• The task: Reproduce the lines below from the one that contains "the chimney in the photo above." through the end, inclusive, and add nothing.

• Supplied records:
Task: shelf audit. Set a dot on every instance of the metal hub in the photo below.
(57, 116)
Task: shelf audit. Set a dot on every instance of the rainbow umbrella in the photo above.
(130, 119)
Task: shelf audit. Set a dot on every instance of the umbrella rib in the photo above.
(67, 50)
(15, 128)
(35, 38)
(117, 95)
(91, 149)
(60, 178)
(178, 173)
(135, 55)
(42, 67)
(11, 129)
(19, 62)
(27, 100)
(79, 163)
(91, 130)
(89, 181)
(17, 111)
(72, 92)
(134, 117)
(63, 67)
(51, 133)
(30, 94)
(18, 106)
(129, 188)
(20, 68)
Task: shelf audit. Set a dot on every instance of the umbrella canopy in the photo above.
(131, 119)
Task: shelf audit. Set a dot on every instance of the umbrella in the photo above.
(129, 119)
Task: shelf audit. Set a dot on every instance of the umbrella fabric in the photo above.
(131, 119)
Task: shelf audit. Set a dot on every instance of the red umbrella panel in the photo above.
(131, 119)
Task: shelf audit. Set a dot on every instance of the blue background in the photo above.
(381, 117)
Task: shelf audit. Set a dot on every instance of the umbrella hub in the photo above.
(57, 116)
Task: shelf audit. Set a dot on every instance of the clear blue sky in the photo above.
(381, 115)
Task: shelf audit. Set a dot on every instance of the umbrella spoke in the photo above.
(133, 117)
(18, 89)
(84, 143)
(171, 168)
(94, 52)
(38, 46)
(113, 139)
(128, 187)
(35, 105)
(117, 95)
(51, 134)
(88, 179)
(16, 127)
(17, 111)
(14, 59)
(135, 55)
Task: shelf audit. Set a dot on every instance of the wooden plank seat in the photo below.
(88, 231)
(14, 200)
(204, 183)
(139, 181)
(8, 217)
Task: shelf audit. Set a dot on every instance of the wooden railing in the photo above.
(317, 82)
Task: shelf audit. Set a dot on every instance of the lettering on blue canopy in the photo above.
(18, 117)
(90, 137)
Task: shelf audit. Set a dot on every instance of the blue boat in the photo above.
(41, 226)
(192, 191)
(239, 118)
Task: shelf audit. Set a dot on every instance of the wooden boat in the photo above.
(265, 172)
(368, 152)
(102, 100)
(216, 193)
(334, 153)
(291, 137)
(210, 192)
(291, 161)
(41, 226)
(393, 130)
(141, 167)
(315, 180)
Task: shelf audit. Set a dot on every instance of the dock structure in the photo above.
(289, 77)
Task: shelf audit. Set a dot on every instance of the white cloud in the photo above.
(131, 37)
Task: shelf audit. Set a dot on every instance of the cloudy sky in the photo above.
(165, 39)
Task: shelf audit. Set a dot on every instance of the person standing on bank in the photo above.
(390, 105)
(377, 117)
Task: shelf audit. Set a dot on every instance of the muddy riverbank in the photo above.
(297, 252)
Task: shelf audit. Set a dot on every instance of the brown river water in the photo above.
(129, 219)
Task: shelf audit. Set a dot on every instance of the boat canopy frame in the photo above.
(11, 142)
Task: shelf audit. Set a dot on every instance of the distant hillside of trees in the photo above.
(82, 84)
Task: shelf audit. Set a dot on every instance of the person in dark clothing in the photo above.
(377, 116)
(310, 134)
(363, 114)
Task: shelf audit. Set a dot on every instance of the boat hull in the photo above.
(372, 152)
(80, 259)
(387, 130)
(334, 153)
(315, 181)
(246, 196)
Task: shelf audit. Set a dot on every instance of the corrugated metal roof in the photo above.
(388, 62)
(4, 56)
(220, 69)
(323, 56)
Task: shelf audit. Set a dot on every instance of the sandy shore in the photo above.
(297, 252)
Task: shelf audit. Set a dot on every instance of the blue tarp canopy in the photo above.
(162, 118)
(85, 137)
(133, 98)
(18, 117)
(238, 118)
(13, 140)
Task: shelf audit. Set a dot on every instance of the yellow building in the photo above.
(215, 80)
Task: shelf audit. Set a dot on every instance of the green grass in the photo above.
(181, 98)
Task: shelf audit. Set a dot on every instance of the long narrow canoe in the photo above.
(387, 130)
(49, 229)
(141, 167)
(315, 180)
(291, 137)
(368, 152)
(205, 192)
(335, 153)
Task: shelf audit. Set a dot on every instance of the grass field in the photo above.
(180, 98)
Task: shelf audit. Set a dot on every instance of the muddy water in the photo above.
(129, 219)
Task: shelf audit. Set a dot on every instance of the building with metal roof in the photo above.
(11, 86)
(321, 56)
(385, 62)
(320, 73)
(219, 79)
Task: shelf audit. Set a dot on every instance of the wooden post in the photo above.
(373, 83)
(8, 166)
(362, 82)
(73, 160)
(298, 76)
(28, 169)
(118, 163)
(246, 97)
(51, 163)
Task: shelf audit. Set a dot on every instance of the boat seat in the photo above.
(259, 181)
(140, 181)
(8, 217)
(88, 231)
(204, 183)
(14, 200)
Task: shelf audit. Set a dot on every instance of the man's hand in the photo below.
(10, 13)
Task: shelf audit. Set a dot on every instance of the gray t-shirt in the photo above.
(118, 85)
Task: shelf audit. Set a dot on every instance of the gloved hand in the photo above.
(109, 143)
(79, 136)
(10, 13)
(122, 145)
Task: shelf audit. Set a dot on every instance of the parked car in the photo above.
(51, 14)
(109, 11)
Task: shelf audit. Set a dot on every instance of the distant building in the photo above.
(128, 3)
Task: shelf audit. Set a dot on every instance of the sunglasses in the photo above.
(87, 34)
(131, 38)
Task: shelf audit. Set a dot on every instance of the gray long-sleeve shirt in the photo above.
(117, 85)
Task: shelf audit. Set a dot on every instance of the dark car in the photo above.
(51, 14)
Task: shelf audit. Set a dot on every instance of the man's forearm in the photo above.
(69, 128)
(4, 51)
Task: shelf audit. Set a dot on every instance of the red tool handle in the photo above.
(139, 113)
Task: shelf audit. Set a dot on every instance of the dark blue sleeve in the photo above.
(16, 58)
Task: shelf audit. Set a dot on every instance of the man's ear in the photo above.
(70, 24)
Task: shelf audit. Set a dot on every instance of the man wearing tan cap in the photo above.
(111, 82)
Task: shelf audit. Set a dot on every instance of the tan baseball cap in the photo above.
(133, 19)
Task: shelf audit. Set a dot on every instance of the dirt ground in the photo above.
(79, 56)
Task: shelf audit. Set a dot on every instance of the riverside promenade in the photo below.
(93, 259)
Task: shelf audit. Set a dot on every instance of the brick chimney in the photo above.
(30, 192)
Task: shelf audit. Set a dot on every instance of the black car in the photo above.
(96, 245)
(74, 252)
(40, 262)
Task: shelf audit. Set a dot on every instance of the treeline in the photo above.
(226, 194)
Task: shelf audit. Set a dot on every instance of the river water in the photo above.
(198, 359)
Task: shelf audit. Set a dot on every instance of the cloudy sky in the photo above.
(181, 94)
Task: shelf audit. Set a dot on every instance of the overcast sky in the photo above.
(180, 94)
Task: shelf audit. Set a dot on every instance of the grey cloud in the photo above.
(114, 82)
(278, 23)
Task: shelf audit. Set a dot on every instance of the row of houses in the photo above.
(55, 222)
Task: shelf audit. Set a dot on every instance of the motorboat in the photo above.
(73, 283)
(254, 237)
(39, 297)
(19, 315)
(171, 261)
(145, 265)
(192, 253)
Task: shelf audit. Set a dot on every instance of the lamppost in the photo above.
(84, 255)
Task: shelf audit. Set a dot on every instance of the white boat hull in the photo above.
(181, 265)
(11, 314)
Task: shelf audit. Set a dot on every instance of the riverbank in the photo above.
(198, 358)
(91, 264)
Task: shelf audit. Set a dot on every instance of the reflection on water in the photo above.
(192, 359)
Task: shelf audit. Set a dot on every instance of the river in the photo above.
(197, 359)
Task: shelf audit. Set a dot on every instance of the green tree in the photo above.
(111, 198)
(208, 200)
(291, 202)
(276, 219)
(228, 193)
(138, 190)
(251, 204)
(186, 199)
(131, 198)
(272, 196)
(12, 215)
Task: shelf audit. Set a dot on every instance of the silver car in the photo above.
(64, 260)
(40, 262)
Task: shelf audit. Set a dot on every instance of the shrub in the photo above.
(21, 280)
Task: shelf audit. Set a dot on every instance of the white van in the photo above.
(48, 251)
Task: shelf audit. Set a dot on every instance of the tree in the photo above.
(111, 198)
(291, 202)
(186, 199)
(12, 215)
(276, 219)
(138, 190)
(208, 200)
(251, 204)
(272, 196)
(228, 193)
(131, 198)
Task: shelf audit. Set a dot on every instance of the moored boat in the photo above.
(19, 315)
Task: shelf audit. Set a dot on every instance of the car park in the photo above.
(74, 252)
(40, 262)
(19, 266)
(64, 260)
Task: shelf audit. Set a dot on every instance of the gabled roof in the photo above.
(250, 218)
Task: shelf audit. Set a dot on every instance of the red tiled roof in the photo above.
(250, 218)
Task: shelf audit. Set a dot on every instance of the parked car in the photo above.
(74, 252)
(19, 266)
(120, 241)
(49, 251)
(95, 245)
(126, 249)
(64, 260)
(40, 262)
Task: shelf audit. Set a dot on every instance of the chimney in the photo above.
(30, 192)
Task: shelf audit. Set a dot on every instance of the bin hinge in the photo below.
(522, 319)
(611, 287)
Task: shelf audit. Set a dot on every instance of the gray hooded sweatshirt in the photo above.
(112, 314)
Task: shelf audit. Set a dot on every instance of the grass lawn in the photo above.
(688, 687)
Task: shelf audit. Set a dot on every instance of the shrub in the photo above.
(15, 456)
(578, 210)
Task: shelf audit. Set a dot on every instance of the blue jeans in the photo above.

• Reply to the task:
Task: shelf audit. Set a dot on every instance of the chimney in the photo above.
(30, 192)
Task: shelf audit. Set a dot on every instance of the bin hinge in the photo below.
(522, 319)
(611, 287)
Task: shelf audit. Set a dot on every instance of the gray hooded sweatshirt in the photo above.
(112, 314)
Task: shelf audit. Set a dot on every instance of the grass lawn in the photo above.
(688, 687)
Task: shelf audit. Set a dot on every instance of the shrub in the photo above.
(15, 456)
(578, 210)
Task: shelf audit. Set a dot on every instance of the blue jeans in the photo above.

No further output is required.